■ **ЗАДАНИЕ**
Выпишите, пожалуйста, из письма ниже все предложения, которые оканчиваются вопросительным или восклицательным знаком.

■ **ТЕКСТ ДОКУМЕНТА**

Ехать нам фактически некуда, у нас, кроме Москвы, нигде никого, и ехать куда-то наобум, думается, просто немыслимо. М. б., бог даст, за зиму дождемся реабилитации, тогда все значительно упростится, а если нет, то постараемся разузнать насчет возможной работы для Ады и для меня (она — преподаватель вуза — английский язык), я — сама не знаю. За зиму постараемся подкопить денег на выезд, на продажу нашей хатки надежда невелика, уезжают очень многие, продают все — все, а покупать некому. Как ты думаешь? Одобряешь ли такое решение? Если не был бы такой безумный зимний тариф у самолетов, я непременно прилетела бы в отпуск в Москву зимой — это разрешается, но на такую partie de plaisir[155] нужно не меньше двух тысяч, которые при большом желании можно было бы собрать, но тогда опять летом не выберешься! Очень уж хочется поскорее со всеми вами увидеться, тут мне дорог каждый день за все эти годы.

■ **СОДЕРЖИМОЕ НАБОРА ДАННЫХ**
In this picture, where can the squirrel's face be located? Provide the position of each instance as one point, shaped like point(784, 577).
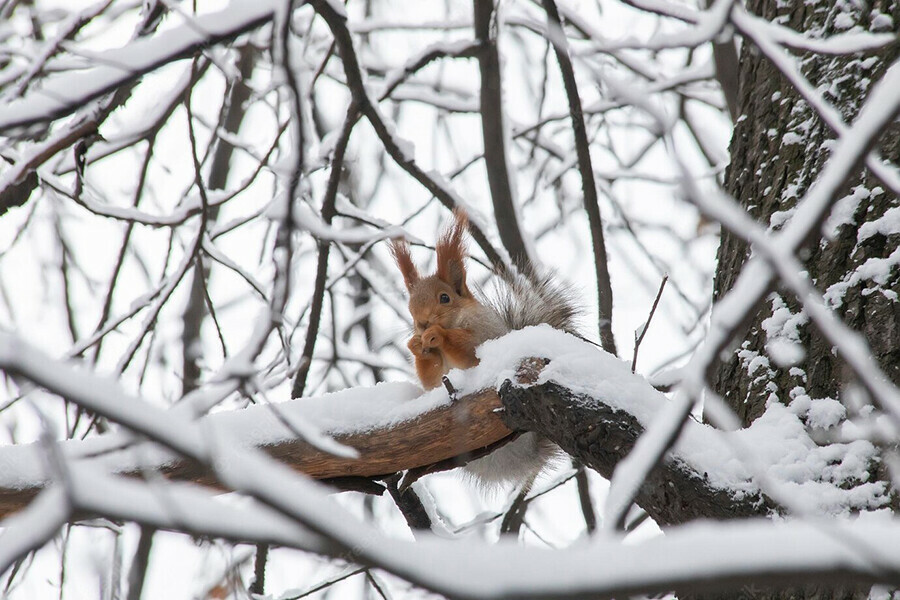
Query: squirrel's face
point(435, 302)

■ **ОТВЕТ**
1. Как ты думаешь?
2. Одобряешь ли такое решение?
3. Если не был бы такой безумный зимний тариф у самолетов, я непременно прилетела бы в отпуск в Москву зимой — это разрешается, но на такую partie de plaisir[155] нужно не меньше двух тысяч, которые при большом желании можно было бы собрать, но тогда опять летом не выберешься!